### Work instruction
Identify each line below that contains the word "body", and copy it out.

(Items from a data source)
····················

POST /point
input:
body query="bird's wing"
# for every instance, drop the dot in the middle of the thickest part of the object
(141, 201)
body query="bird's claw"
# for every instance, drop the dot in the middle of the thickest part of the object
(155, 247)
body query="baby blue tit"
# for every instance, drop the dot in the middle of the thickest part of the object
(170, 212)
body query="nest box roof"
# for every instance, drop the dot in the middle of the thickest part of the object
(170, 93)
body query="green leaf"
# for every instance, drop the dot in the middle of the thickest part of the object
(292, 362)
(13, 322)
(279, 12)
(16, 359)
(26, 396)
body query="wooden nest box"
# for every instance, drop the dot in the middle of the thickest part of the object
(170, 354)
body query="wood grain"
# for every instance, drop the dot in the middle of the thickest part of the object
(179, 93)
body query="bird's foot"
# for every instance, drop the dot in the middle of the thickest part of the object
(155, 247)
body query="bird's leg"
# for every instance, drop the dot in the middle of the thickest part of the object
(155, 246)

····················

### Response to the task
body query="bird's wing"
body query="bird's claw"
body query="baby blue tit"
body query="nest box roof"
body query="green leaf"
body query="wooden nest box"
body query="wood grain"
body query="bird's foot"
body query="bird's leg"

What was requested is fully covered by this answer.